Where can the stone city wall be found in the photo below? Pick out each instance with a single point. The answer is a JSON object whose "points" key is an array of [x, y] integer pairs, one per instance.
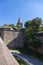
{"points": [[14, 38]]}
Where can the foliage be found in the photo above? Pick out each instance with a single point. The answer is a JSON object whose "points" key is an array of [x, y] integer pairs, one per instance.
{"points": [[18, 26], [32, 28]]}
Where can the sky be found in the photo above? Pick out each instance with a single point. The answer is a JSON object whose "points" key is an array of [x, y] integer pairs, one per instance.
{"points": [[11, 10]]}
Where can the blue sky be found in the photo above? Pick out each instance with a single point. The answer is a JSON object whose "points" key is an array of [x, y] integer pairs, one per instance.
{"points": [[11, 10]]}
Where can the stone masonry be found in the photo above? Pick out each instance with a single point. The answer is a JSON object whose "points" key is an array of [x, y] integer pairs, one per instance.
{"points": [[13, 38], [6, 57]]}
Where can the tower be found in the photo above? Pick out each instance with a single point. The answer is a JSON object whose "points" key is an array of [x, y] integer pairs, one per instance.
{"points": [[19, 23]]}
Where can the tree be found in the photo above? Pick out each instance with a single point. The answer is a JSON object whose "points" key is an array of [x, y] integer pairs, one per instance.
{"points": [[32, 28]]}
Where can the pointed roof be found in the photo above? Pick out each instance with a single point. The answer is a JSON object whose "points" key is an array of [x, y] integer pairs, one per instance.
{"points": [[19, 20], [6, 57]]}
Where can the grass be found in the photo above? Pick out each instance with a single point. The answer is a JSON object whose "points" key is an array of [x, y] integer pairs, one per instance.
{"points": [[20, 61], [29, 52]]}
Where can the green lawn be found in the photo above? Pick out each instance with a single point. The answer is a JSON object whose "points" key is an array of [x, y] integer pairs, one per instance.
{"points": [[29, 52], [20, 61]]}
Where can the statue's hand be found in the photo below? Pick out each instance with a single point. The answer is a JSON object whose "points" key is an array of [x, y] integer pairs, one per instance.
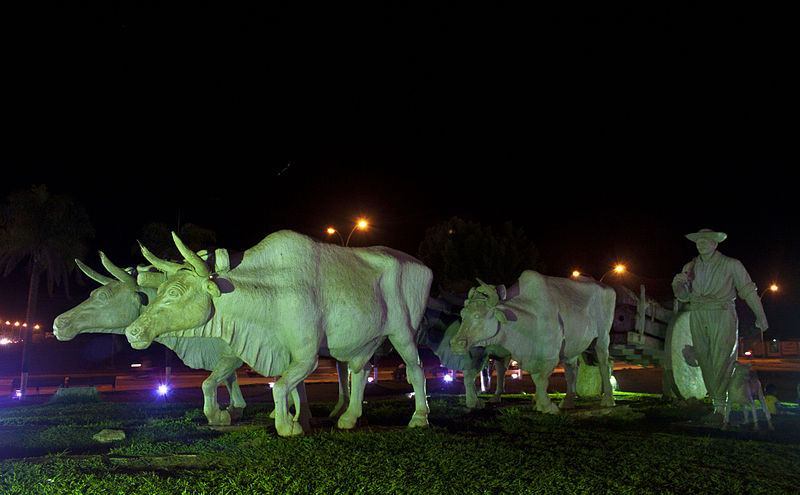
{"points": [[680, 279]]}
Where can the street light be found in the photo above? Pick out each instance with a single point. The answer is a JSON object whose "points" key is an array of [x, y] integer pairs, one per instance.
{"points": [[772, 288], [361, 224], [619, 269]]}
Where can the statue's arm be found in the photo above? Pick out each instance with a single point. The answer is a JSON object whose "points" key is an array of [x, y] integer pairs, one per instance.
{"points": [[680, 284], [746, 289]]}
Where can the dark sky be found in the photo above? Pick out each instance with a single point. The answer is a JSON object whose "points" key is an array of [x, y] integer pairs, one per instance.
{"points": [[606, 135]]}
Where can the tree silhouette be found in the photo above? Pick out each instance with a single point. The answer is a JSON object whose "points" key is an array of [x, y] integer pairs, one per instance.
{"points": [[45, 232], [460, 251]]}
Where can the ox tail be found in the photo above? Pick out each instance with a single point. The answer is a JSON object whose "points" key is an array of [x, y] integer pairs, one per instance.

###

[WORK TO BE COMPLETED]: When you retype the material above, copy each line exactly and drop whatever images appear in it.

[RESPONSE TO THIS TASK]:
Where can the stone city wall be found in the photo below? Pick out each instance with a single point. The answer is a JSON object whose "points" key is an array of [x, y] integer pairs, one per instance.
{"points": [[14, 38]]}
Where can the foliage be found in the photo above? Pick out each instance with a single point. The answer is a JSON object whose "points" key is an array of [x, y] integer pairs, one per instance.
{"points": [[18, 26], [32, 28]]}
Where can the sky be found in the photo above? Pick out each instance with a single point. The answer is a JSON object whose "points" key is an array of [x, y] integer pairs, one per instance.
{"points": [[11, 10]]}
Where can the blue sky be found in the photo above? Pick out each instance with a single point. The answer is a JSON object whose "points" key is an array of [x, y] integer pairs, one per instance.
{"points": [[11, 10]]}
Where can the stone masonry be found in the photo above? Pick out each instance with a single point. The answer is a JSON object whose "points" key is an array of [x, y] integer pairs, one per instance.
{"points": [[13, 38], [6, 57]]}
Where can the tower be found in the photo above? Pick out each instance with a single point. The answer is a JSON object whose "points" key is an array of [x, y] integer pairs, one per instance.
{"points": [[19, 23]]}
Where can the tree be found in the photo above? Pick out each instance with a single point. The answer is a JSON object whose "points" key is an array of [x, y] integer pairs, one per instance.
{"points": [[32, 28]]}
Where can the pointed roof be found in the photo above? Pick out each instance with a single point. The answer is a JSON object whose "points" key is an array of [x, y] integer pairs, one per instance.
{"points": [[19, 20], [6, 57]]}
Where can the grass be found in the photo above? Pick out each instance with a single point. The answer is a JSON object whose "points" key is an array of [x, y] integer pairs, one per instance.
{"points": [[20, 61], [29, 52]]}
Where can the green lawn be found in the photo above? Pick out each instance with a single point. The answer is a JSON object whose "points" key is an array of [x, y] integer pairs, one per instance.
{"points": [[29, 52], [20, 61]]}
Where can the statue's hand be found in the photo below? Pick out each instance with a single point. The answer is a JSON object whose "points" key is an array of [x, y] integer pairs, one per instance.
{"points": [[680, 279]]}
Where can the street light be found in the photo above? Pick out each instance with a single point. The answer is a JSON object whose "points" key is an array of [x, y] integer pairs, one per instance.
{"points": [[772, 288], [361, 224], [619, 269]]}
Where can the statue's arm be found in the photo above? Pick out each instance with a single point. The answer is a JSON object whose "points" key is an array of [x, y] integer pairs, one per instance.
{"points": [[680, 284], [746, 289]]}
Where can the dark sky be found in the photo above? Pick out each instance with a single point. The answer is a JSON object whose "points" key is an array of [x, y] integer pairs, one per instance.
{"points": [[606, 135]]}
Where can the tree silhouette be found in the photo above? Pick out each instance with a single point. The answer is a JSON object whose "points" key is an array of [x, y] integer pairs, one per instance.
{"points": [[45, 232], [460, 251]]}
Where can the ox tail be found in the photo above? Pick out each instance with a single point. The answer is a JSON object whose "points" key is an array of [x, y] integer pairs, one per instance.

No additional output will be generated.